| WORK ITEM |
Collect every line in the records below that contains the word "bodice".

| DATA FOR THIS EXERCISE |
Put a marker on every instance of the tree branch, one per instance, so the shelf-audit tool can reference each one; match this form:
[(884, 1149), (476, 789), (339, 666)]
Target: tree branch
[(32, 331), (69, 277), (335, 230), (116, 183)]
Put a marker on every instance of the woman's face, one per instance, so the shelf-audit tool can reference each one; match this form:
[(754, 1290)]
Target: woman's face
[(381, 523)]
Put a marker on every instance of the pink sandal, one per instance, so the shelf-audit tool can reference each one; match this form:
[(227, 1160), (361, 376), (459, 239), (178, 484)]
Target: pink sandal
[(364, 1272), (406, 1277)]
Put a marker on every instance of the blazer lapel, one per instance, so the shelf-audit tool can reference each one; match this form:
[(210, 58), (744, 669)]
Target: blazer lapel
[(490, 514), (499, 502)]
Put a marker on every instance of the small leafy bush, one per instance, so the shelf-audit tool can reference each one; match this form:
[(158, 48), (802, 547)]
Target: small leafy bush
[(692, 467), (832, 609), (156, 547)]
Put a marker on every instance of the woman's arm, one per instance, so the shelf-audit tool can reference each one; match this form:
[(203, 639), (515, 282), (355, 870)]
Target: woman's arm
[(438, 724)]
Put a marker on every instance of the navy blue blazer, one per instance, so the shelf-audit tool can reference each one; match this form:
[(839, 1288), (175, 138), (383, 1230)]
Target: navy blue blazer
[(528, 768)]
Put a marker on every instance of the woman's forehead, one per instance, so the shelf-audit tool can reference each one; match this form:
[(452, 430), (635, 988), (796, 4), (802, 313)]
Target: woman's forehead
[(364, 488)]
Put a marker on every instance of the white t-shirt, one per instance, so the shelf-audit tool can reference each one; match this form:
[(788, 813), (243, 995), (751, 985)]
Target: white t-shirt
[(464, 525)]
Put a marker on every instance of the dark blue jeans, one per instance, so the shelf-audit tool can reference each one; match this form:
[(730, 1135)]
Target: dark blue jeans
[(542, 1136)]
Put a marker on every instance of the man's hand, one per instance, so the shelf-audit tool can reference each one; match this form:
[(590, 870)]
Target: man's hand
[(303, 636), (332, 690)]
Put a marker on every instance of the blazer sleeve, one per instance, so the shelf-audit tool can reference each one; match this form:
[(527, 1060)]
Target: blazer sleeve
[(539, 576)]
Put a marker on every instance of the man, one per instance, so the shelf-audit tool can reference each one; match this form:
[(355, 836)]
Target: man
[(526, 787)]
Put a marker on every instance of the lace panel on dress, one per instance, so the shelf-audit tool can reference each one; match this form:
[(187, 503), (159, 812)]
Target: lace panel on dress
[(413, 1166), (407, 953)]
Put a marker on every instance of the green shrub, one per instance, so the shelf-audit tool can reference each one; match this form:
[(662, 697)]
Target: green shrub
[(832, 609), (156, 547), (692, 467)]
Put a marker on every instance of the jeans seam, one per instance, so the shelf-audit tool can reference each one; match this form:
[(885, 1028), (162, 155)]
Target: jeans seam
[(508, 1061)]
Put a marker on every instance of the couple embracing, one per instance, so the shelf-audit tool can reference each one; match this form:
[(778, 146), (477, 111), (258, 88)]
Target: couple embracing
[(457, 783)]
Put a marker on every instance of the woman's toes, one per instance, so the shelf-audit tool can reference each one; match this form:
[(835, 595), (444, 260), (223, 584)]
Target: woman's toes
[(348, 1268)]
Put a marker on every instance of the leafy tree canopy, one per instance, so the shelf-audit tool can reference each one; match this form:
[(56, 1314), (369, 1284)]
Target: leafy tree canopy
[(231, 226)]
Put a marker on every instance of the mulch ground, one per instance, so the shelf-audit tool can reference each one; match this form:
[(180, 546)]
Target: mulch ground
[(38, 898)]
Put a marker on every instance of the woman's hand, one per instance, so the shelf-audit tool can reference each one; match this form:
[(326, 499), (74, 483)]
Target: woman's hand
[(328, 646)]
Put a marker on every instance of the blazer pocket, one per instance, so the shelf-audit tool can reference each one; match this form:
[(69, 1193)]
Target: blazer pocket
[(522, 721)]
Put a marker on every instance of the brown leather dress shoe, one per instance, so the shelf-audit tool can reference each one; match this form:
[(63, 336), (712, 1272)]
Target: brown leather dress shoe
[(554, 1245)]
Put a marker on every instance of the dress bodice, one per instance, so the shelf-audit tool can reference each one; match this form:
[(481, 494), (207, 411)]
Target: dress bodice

| RESPONSE BELOW |
Put a marker on every instance of the dress bodice, one per instance, so the shelf-audit tool can reference each one; match this form:
Target: dress bodice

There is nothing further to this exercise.